AIM →
Convert each of the entries below into a JSON list of strings, with one string per line and any blank lines left out.

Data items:

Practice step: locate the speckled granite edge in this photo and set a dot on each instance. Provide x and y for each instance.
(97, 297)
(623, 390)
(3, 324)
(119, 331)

SOLUTION TO THIS EXERCISE →
[
  "Practice step: locate the speckled granite edge in this photo and set a dot on each instance. Provide x and y for each instance.",
  "(97, 297)",
  "(623, 390)",
  "(3, 324)",
  "(119, 331)"
]